• **Text segment**:
__________
Sunday, 22 March 2015

Algorithms on partitioning



Hey everyone do you sense anything different? Well the Project Euler counter breezed from 166 to 175 in these one or two days, and it's like I can reach 200 or 225 without much difficulty. The main reason is that a new difficulty rating is out (it may not be new for you if you visit the site frequently though), and we can access to relatively easier later numbered question easier.

In fact many of them relies on the same searching technique or a number theory trick...here let's look at one of the classic algorithm and its variation:

We start from a classical example: In how many ways we can partition a number $n$ into sum of integers? (Don't cheat by looking at the OEIS!)




def f(n):
    count = 0
    queue = [(0,n+1)]
    #0: current sum = 0
    #n+1: n is the highest integer to be added
    while queue:
        (x,y) = queue[0]
        queue = queue[1:] #Can be optimaized using other heap structure
        for i in range(1,min(n-x+1,y)):
            if x+i == n:
                count += 1
            else:
                queue.append((x+i,i+1))
    return count

We sort the sum from the biggest integer to the lowest so that we won't count any combination twice. For example let's take $n=4$:

Step 1: The first integer can range from 1 to 4 so the queue is now
$queue = [(3,4),(2,3),(1,2)]$
$count = 1$
$(4,5)$ is already filled up so we simply add one to the count and we don't need to put them back to the queue.

Step 2: the first one $(4,5)$ is filled so we add one to the count. For $(3,4)$ the only possibility is to add 1 to it (and add to the count). Here we get
$count = 3$
$queue = [(3,2), (2,2)]$

Note that the only possibility to fill the last queuing instance $(2,2)$ is to fill the rest with ones (1+1+1+1), and we can only put one into the instance $(3,2)$, and therefore the total count is 5.

What about the number of partitions into distinct integers? (Yeah, the so called strict partition in OEIS). We just need a bit of modification:

def f(n):
    count = 0
    queue = [(0,n+1)]
    #0: current sum = 0
    #n+1: n is the highest integer to be added
    while queue:
        (x,y) = queue[0]
        queue = queue[1:] #Can be optimaized using other heap structure
        for i in range(1,min(n-x+1,y)):
            if x+i == n:
                count += 1
            else:
                queue.append((x+i,i))
    return count

Each time when we push the instance back into the queue we force the next integer to be added being smaller than the last one. It naturally vanish when you don't have enough integers to add up to $n$ (like, 5+2 but you want the sum to be 10).

Define non-square numbers to be numbers that is not divisible by any square number (except 1). How many non-square numbers can we find under $n$?
__________
• **Data excerpts**:
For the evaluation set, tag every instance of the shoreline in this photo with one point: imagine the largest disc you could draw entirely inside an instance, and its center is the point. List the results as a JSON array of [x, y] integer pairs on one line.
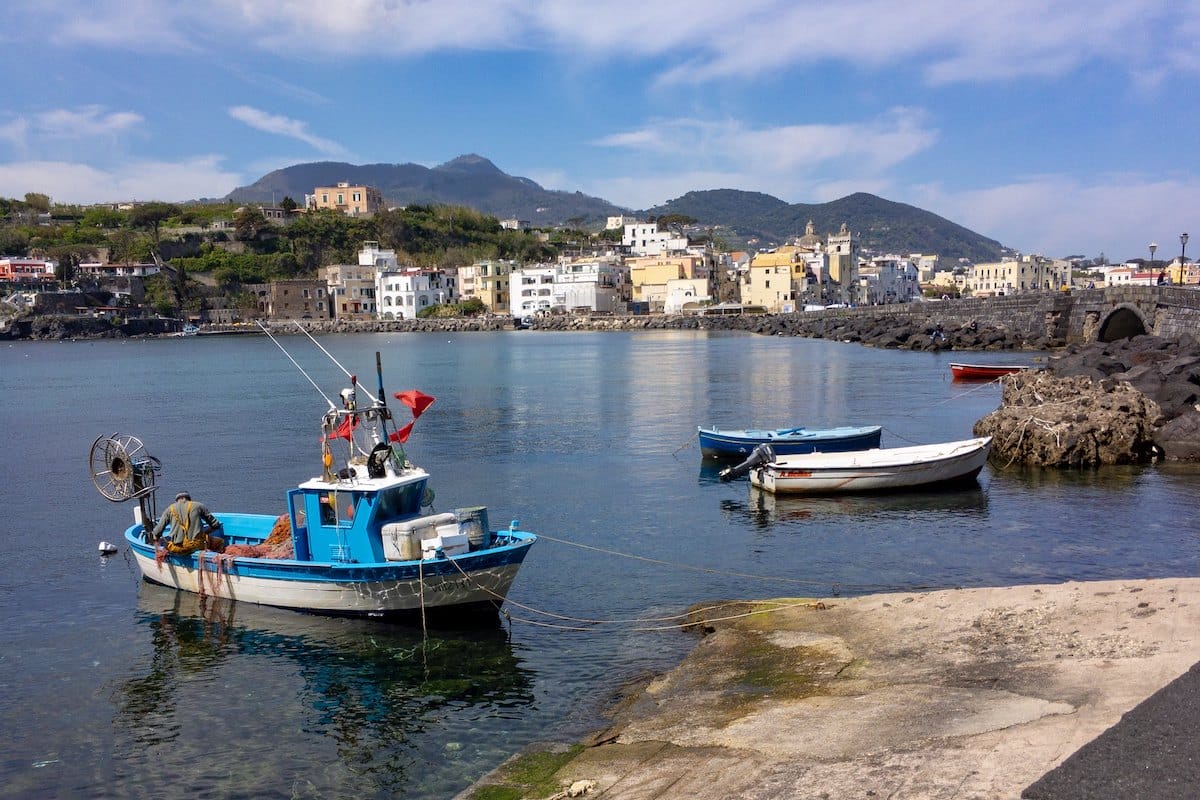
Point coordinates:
[[948, 693]]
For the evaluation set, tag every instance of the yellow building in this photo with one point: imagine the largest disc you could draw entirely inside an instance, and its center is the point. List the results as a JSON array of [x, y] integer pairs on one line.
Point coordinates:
[[489, 282], [774, 278], [352, 200], [352, 290], [649, 275]]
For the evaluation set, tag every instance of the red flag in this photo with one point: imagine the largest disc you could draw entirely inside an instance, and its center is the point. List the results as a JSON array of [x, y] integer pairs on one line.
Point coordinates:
[[415, 401], [402, 434], [346, 428]]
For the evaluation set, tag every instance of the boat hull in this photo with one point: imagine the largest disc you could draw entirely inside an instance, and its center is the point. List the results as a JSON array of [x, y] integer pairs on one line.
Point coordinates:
[[471, 581], [738, 444], [874, 470]]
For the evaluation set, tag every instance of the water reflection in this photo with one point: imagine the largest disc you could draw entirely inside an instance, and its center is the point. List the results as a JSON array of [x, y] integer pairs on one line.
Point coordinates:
[[765, 509], [367, 690]]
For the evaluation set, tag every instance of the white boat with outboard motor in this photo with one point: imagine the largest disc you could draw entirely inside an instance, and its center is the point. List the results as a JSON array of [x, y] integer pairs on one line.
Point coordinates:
[[360, 537], [881, 469]]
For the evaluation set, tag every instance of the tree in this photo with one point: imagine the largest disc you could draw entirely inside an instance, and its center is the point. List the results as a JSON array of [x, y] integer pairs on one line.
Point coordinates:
[[675, 222], [247, 223], [37, 202], [69, 258], [149, 216]]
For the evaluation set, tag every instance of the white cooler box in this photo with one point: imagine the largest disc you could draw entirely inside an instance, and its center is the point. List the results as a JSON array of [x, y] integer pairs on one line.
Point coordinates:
[[450, 537], [405, 541]]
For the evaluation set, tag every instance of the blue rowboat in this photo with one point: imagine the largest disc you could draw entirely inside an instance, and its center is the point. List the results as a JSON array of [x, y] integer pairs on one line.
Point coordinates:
[[737, 444]]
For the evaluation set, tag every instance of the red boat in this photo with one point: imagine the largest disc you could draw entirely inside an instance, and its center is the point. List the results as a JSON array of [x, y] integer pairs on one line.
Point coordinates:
[[985, 371]]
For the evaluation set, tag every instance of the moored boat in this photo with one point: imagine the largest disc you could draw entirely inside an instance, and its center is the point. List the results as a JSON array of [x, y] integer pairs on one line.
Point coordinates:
[[985, 371], [358, 539], [715, 443], [865, 470]]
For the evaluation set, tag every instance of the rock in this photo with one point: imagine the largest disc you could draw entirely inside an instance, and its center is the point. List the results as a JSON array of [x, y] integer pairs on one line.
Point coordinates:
[[1180, 438]]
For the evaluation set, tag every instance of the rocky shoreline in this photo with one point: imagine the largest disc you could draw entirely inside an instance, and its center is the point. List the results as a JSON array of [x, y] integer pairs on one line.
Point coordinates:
[[883, 328], [1131, 401], [940, 695]]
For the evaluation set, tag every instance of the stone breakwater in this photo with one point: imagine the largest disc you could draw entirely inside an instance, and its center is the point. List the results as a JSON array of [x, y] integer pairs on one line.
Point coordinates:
[[883, 328], [918, 328], [1102, 403]]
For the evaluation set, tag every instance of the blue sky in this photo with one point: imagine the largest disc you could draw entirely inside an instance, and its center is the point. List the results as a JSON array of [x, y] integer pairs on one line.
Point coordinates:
[[1066, 130]]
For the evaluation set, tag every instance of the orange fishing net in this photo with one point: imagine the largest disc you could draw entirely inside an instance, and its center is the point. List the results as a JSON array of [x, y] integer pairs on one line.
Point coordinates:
[[276, 546]]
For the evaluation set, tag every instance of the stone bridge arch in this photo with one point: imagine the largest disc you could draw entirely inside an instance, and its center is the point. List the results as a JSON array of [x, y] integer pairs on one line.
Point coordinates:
[[1122, 323]]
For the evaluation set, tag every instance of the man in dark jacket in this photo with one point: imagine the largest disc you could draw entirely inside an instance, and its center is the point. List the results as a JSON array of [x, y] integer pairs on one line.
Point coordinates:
[[191, 527]]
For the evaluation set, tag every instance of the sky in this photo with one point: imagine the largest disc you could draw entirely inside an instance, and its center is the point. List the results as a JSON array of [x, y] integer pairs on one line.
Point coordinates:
[[1057, 128]]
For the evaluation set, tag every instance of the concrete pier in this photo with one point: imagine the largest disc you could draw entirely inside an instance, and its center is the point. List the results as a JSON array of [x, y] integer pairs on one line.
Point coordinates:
[[955, 695]]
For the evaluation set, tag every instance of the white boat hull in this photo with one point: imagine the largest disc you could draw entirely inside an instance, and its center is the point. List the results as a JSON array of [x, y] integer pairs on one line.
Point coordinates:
[[352, 596], [873, 470]]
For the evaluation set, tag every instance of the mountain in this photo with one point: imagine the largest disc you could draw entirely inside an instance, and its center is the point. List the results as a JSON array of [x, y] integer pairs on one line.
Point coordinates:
[[743, 218], [882, 226], [468, 180]]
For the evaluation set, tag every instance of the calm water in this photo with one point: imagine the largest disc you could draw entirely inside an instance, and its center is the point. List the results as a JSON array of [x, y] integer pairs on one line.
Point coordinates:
[[111, 686]]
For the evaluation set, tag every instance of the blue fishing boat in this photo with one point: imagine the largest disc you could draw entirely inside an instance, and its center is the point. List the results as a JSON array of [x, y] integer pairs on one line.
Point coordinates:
[[736, 444], [359, 539]]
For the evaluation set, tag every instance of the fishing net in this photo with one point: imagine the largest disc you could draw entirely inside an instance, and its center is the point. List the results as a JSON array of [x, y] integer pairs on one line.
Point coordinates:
[[276, 546]]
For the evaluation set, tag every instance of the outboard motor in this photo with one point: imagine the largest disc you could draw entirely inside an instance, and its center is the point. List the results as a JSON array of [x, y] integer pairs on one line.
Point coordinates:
[[759, 456]]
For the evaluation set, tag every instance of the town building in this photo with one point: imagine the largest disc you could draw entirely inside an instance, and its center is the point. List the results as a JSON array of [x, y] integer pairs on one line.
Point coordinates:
[[352, 200], [1018, 275], [402, 293], [352, 289], [777, 278], [35, 271], [649, 275], [598, 284], [532, 292], [101, 271], [297, 299], [646, 239], [889, 278], [489, 282]]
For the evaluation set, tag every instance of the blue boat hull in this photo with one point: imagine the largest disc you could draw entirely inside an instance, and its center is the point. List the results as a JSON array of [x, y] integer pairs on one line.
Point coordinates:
[[475, 579], [787, 441]]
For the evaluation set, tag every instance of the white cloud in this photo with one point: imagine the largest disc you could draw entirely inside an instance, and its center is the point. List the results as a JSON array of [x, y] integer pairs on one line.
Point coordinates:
[[949, 41], [790, 162], [143, 180], [268, 122], [1059, 215]]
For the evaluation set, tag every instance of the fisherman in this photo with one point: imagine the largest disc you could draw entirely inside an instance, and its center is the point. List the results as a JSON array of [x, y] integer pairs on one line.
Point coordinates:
[[191, 527]]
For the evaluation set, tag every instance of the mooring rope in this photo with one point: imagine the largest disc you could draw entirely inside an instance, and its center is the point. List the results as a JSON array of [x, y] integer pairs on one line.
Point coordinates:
[[587, 624]]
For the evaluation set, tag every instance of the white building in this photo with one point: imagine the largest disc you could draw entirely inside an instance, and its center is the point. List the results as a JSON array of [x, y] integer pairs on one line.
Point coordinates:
[[403, 293], [891, 278], [646, 239], [685, 295], [595, 284], [99, 271], [371, 254], [532, 290], [352, 290]]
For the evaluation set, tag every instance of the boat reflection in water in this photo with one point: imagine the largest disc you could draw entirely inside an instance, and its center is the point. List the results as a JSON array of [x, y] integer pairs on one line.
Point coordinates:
[[766, 509], [228, 685]]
__________
• **Goals**:
(A) Reproduce word for word the part of the post on partitioning that opens with the words containing "In fact many" and closes with "at the OEIS!)".
(B) Quote only the part of the records that opens with the line containing "For the evaluation set, tag every instance of the blue fishing" and closes with the line containing "[[736, 444], [359, 539]]", including both of those lines.
The records are unrelated to the post on partitioning.

• **Answers for the exercise**:
(A)
In fact many of them relies on the same searching technique or a number theory trick...here let's look at one of the classic algorithm and its variation:

We start from a classical example: In how many ways we can partition a number $n$ into sum of integers? (Don't cheat by looking at the OEIS!)

(B)
For the evaluation set, tag every instance of the blue fishing boat in this photo with one point: imagine the largest disc you could draw entirely inside an instance, and its center is the point. List the results as a JSON array of [x, y] integer pairs on one line.
Point coordinates:
[[736, 444], [359, 539]]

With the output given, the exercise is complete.